* WHAT YOU ARE ASKED TO DO *
Please reproduce the exchange on free will and causality below word for word.

It isn't a matter of me not liking these references; it is rather than libertarianism per se is not predicated on a First Cause. Your particular view that God somehow rescues libertarianism from contradicting causality is thus an extension of the debate: Rather than arguing that libertarianism per se does not contradict causality, you are arguing that libertarianism plus God does not contradict it.
RDF: You argue that God made human beings and gave them the power of free will. People then live their lives, doing all sorts of things without any cause. SB: It would be better to say that they do thing without being caused to do so.
I think it is very important to clarify this distinction. I do not know why you think these statements mean different things.
The ability to be an operational first cause does not violate causality.
In my view, things that happen spontaneously without any cause violate causality, period, and you disagree. I suggest we leave it at that.
[followed by three paragraphs that do not address my statement]
I did indeed address your accusations of my bad faith, but apparently you are uninterested. That's fine with me too.

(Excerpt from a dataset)
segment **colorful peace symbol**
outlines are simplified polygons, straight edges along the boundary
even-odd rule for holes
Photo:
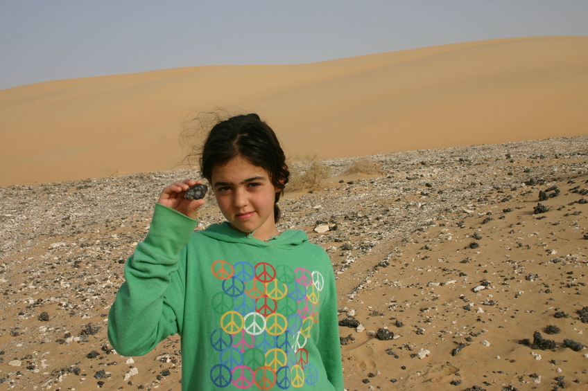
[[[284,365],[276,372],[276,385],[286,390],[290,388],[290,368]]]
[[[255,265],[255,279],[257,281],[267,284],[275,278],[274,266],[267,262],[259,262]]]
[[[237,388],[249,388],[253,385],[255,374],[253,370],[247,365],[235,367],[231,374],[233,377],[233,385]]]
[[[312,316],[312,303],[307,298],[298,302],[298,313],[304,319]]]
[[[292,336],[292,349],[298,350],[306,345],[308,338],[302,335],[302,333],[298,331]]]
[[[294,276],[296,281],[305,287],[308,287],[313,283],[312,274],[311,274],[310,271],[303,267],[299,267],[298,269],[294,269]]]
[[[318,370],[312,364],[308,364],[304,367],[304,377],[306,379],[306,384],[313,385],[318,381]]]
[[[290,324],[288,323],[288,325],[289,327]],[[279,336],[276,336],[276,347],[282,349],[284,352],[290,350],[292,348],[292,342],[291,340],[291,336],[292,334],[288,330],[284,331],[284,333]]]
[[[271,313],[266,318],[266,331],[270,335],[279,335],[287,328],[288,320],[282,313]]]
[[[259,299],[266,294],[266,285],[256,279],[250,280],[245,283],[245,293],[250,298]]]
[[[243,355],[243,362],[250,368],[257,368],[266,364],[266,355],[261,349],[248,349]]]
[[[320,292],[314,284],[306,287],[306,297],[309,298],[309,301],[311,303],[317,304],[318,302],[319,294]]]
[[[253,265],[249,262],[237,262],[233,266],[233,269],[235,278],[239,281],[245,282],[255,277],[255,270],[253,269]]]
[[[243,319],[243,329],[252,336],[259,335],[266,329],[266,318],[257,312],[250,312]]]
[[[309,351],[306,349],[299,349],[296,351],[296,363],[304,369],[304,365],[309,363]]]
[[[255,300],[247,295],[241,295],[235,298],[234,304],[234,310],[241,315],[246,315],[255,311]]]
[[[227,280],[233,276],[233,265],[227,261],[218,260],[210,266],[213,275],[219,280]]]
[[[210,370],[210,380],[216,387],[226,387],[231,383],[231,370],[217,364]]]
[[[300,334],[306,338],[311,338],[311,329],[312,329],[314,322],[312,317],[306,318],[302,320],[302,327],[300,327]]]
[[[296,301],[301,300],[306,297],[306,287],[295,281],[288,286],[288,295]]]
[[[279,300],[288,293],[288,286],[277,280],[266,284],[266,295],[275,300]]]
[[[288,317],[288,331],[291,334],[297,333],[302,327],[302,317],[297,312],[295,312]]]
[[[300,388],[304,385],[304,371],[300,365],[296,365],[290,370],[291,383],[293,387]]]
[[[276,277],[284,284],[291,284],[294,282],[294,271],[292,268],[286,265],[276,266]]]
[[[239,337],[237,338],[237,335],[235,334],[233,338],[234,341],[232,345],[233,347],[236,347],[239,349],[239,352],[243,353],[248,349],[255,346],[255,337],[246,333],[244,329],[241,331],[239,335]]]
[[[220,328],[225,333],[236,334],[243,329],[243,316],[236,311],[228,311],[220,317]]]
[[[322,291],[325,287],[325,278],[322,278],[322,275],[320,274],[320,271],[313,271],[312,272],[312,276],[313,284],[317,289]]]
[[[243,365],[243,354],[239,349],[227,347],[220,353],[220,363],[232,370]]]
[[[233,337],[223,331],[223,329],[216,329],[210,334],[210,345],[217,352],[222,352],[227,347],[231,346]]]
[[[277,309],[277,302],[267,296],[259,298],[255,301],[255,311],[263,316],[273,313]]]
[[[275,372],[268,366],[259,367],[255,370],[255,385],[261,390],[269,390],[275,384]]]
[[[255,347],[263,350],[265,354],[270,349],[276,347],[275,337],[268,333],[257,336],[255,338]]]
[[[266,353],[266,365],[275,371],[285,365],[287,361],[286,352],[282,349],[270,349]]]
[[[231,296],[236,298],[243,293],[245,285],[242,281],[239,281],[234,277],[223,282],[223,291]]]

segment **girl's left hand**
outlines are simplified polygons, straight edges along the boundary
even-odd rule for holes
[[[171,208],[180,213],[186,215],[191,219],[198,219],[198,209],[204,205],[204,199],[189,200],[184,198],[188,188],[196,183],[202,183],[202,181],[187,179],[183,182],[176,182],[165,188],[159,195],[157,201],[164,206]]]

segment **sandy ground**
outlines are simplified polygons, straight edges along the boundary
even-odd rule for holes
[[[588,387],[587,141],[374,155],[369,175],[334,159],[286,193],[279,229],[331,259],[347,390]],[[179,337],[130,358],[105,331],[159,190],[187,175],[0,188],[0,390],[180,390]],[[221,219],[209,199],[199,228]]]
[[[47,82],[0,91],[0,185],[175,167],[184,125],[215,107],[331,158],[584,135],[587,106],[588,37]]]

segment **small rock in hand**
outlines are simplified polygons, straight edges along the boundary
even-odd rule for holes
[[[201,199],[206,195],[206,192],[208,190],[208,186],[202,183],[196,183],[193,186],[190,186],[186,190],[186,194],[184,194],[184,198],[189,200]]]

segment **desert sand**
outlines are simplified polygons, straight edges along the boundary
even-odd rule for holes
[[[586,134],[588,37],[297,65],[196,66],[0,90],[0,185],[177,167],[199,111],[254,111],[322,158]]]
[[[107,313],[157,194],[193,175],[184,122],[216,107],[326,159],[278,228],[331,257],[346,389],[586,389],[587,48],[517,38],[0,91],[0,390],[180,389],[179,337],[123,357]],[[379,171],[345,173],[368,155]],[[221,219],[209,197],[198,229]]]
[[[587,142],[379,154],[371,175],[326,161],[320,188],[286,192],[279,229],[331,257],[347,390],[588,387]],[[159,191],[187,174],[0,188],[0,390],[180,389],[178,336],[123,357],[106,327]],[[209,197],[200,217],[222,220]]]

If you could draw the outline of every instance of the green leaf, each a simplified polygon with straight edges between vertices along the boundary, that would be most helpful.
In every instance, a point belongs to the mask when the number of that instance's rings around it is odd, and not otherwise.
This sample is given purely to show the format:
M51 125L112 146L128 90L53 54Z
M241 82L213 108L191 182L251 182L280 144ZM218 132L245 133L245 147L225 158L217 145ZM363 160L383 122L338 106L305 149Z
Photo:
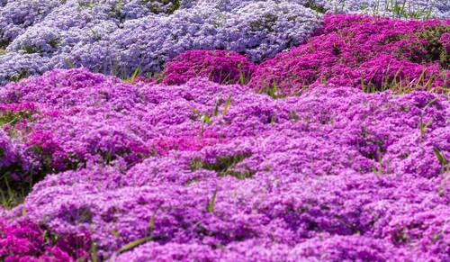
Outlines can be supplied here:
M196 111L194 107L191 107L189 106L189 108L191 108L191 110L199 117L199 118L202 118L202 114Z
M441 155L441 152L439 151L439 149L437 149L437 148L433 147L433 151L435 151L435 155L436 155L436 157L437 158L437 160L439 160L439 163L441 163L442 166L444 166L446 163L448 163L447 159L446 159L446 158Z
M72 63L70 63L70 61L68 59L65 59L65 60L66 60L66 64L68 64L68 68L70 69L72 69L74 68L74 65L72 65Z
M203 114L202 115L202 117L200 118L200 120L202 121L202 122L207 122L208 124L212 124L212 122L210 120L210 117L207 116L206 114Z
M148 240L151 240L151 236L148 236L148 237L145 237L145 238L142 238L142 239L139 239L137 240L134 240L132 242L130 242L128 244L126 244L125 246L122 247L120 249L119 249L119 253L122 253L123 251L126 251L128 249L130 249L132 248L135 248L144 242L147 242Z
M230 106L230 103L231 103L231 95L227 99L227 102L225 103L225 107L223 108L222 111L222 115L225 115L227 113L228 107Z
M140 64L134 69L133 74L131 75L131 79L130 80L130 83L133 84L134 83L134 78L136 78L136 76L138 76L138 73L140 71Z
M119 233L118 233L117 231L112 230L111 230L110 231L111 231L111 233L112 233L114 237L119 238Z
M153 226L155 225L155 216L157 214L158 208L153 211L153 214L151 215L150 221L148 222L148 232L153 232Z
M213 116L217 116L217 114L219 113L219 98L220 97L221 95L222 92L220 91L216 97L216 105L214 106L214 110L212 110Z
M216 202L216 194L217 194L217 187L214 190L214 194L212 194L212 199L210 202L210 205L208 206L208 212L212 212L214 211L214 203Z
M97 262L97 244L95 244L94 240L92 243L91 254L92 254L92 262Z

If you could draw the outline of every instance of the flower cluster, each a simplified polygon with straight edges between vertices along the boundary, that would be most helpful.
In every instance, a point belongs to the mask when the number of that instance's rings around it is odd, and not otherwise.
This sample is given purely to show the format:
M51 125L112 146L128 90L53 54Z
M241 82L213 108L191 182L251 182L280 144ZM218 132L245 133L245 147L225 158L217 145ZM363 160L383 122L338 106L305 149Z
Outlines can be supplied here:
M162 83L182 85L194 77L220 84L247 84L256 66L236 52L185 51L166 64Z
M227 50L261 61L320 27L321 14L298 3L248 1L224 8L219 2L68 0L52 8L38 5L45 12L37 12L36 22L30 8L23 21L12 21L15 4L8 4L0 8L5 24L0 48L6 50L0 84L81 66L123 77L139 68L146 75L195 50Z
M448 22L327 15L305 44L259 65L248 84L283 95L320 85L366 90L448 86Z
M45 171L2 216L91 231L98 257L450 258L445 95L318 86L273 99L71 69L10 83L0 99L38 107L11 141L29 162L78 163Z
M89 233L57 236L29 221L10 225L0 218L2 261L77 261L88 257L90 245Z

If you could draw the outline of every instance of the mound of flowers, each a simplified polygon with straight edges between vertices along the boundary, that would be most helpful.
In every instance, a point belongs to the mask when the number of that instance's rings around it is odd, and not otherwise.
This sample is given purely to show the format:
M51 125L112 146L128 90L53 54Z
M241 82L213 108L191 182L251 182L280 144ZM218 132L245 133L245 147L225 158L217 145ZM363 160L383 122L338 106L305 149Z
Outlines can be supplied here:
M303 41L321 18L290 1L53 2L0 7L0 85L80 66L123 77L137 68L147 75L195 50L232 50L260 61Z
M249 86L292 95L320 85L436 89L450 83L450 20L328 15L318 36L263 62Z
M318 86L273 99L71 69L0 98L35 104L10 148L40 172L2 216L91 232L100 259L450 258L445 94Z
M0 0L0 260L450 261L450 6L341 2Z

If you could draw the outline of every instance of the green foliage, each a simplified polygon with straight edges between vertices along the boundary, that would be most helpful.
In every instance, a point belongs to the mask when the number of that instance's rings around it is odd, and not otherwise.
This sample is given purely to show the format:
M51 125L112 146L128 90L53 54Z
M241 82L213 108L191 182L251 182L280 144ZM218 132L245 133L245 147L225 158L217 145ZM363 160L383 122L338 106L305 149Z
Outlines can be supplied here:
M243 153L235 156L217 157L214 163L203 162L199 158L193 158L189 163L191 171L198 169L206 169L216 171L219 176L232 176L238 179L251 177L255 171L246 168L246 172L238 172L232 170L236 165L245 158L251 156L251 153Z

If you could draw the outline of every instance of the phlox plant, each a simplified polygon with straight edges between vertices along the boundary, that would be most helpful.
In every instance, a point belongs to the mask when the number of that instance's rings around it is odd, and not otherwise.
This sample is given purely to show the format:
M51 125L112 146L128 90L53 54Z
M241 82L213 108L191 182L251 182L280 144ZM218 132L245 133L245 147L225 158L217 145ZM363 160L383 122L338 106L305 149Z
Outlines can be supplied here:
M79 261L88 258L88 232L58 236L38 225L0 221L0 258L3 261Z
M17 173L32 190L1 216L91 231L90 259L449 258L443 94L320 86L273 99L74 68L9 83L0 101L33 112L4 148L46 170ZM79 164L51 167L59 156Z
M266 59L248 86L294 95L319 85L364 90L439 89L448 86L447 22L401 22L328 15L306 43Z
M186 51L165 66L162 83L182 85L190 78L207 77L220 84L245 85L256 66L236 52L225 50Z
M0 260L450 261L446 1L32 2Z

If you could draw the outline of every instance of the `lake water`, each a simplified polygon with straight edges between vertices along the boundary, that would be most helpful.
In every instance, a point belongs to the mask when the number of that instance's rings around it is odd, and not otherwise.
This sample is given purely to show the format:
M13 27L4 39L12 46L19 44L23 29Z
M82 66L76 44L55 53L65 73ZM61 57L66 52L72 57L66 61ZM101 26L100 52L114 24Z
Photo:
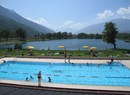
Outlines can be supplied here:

* ANSWER TO THE EXERCISE *
It isn't a matter of me not liking these references; it is rather than libertarianism per se is not predicated on a First Cause. Your particular view that God somehow rescues libertarianism from contradicting causality is thus an extension of the debate: Rather than arguing that libertarianism per se does not contradict causality, you are arguing that libertarianism plus God does not contradict it.
RDF: You argue that God made human beings and gave them the power of free will. People then live their lives, doing all sorts of things without any cause. SB: It would be better to say that they do thing without being caused to do so.
I think it is very important to clarify this distinction. I do not know why you think these statements mean different things.
The ability to be an operational first cause does not violate causality.
In my view, things that happen spontaneously without any cause violate causality, period, and you disagree. I suggest we leave it at that.
[followed by three paragraphs that do not address my statement]
I did indeed address your accusations of my bad faith, but apparently you are uninterested. That's fine with me too.